### Task requirements
Count the lines in the items below that contain the string "element", treating uppercase and lowercase as different, and reply with only that number.

### Entries shown

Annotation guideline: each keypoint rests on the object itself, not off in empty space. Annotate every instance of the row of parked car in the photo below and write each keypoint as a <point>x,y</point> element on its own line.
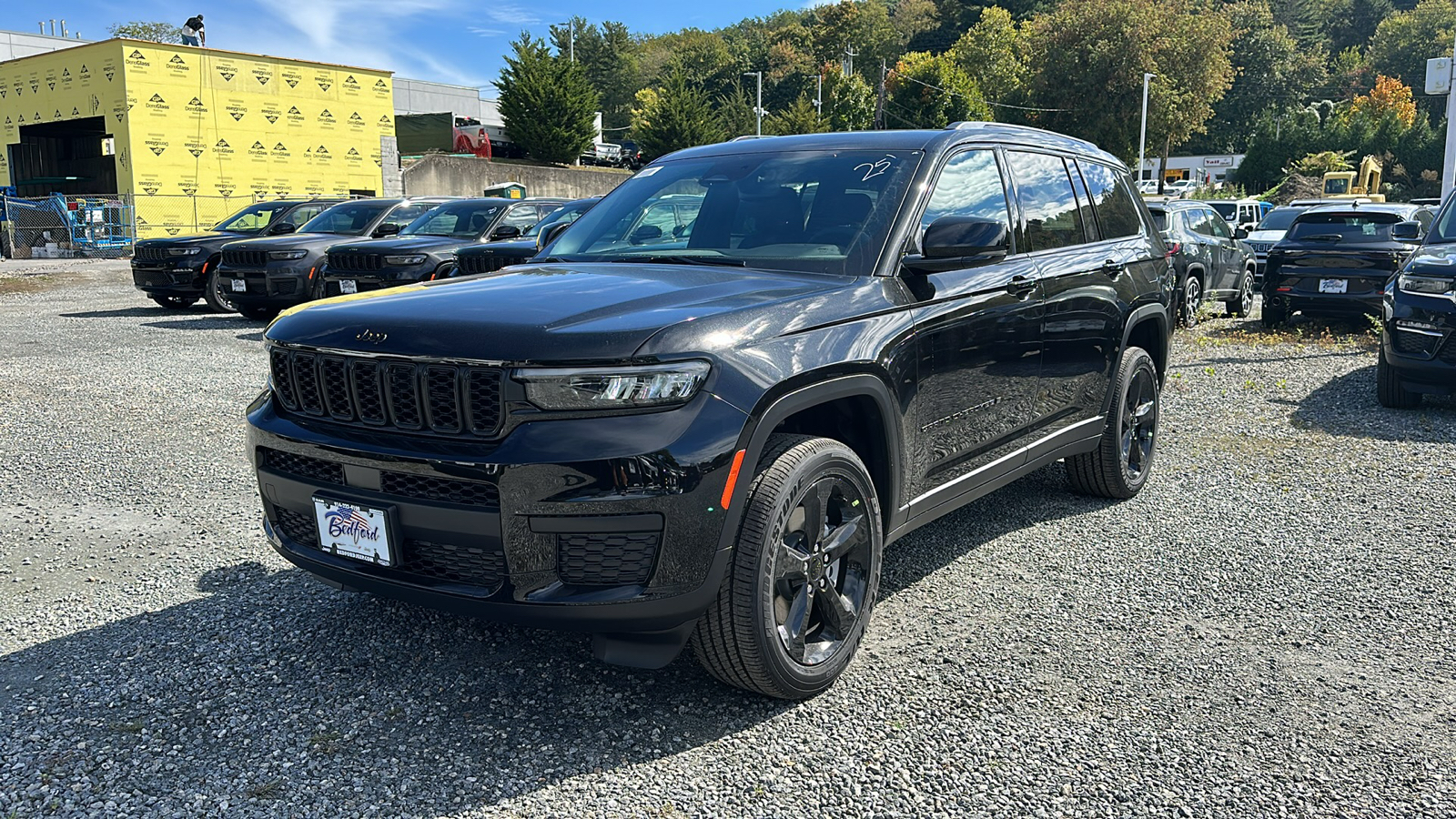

==

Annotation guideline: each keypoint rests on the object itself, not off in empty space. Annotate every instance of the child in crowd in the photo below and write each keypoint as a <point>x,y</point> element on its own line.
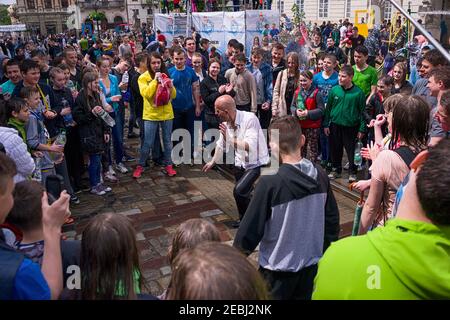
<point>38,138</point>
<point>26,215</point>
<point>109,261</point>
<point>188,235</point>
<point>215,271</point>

### Solution to this task
2